• Passage to read:

....

Saturday, November 8, 2014

Scott Sumner shares my input on Monetary Offset

Scott Sumner argues that since the monetary authority is the last mover in targeting the nominal economy, fiscal cyclical policy is mostly neutered.  If the Fed is targeting a certain nominal production level or inflation level and the government institutes fiscal policy intended to increase nominal economic activity, then the Fed will offset that policy in order to remain on target.  If the Fed wouldn't offset fiscal policy stimulus, then the question is why wasn't the Fed creating more stimulus to begin with?  The zero lower bound isn't a reason.  I have found that the Fed has been able to influence forward inflation and interest rate expectations at the zero lower bound.  Here is a recent study coming to the same conclusion.

At any rate, Scott has posted some comments I made about the issue.  Click on the link for the full story.  The short version is that we can see monetary offset in the Fed transcript from September 2008.

In fact, I suspect that, on a policy like Emergency Unemployment Insurance (which was first implemented in this cycle by President Bush in June 2008), the modelers at the Fed probably model the policy as stimulative.  So, there is a double whammy effect of monetary offset.  Someone like Janet Yellen sits down at the FOMC meeting and she looks at the models from the Fed quantitative staff, which reflect perceived additional fiscal stimulus, and thinks, "Hey, things aren't so bad.  We don't have to be as accommodative as I thought."  Then, bringing her own intuition to the meeting, she notes that the unemployment rate is probably overstated because of the recently instituted emergency unemployment insurance.  We would normally expect rising unemployment to be disinflationary, but since it is likely exaggerated by the effects from EUI, we can kind of figure that the labor market is doing better than the unemployment rate would suggest.

....

• Listing:
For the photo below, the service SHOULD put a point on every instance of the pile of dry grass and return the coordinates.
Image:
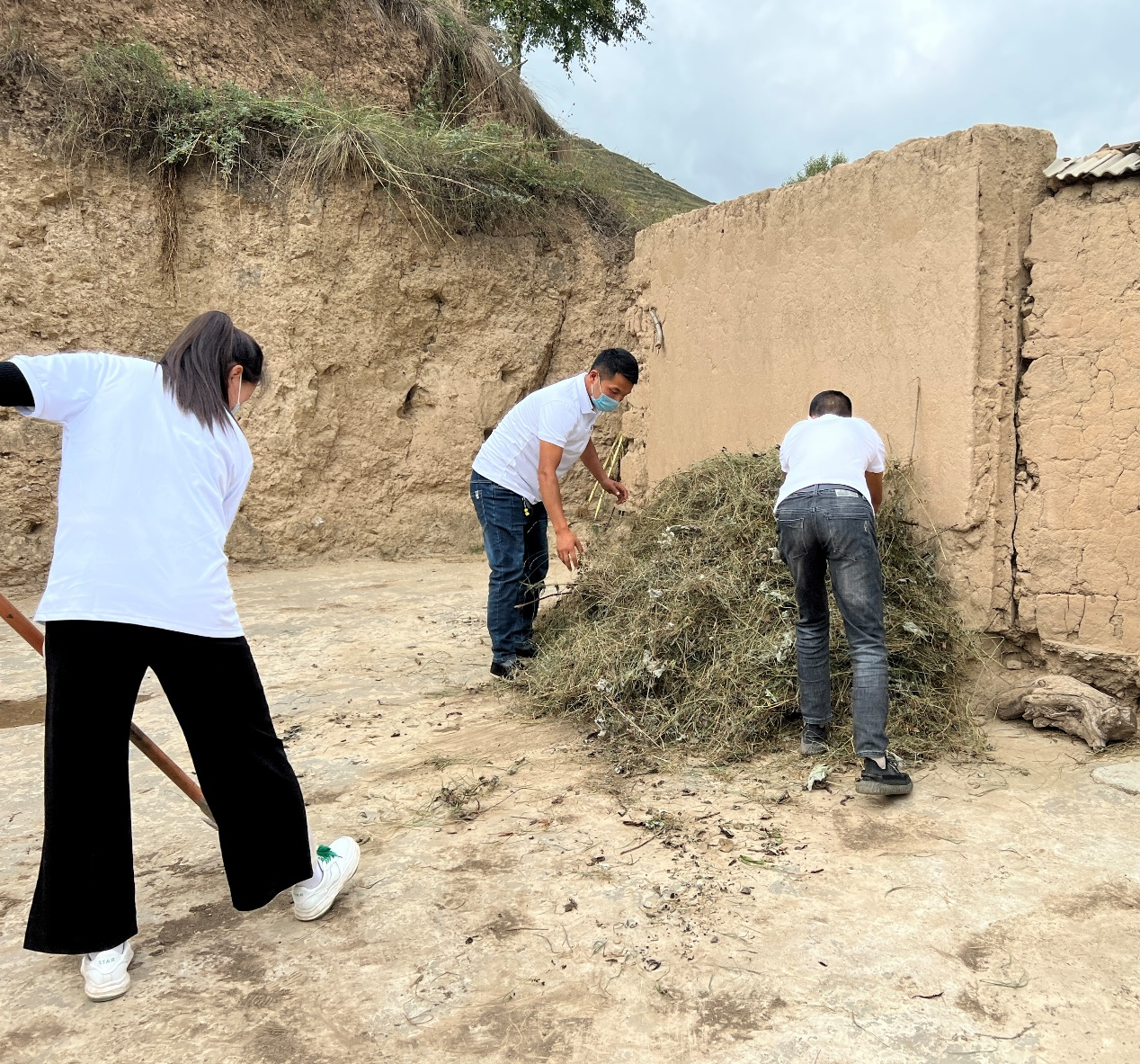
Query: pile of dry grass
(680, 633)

....

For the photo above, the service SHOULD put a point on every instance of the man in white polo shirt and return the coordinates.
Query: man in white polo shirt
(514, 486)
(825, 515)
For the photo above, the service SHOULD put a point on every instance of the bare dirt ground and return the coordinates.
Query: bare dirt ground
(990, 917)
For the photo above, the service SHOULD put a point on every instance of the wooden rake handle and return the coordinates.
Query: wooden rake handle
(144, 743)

....

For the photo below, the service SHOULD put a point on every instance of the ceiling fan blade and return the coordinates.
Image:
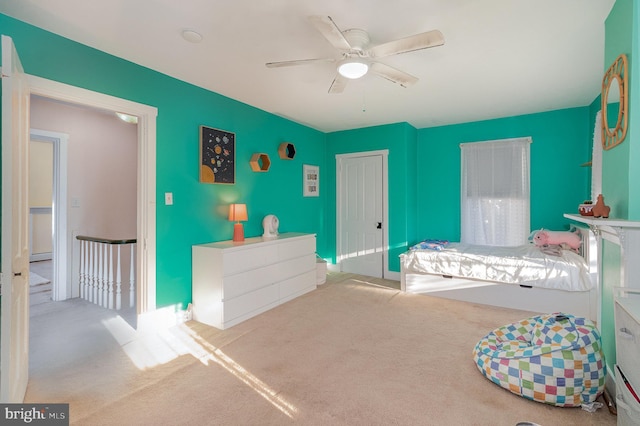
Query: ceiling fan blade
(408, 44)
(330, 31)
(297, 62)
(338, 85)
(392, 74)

....

• What you have to do: Summarize the post on monetary offset in two sentences. The data has no part in this.

• Expected output: Scott Sumner argues that because the Fed moves last in targeting the nominal economy, it will offset fiscal stimulus to stay on target, leaving cyclical fiscal policy mostly neutered. The post says this offset is visible in the Fed transcript from September 2008, and the author suspects a double effect: Fed models treat Emergency Unemployment Insurance as stimulative, while policymakers also judge the unemployment rate to be overstated because of it.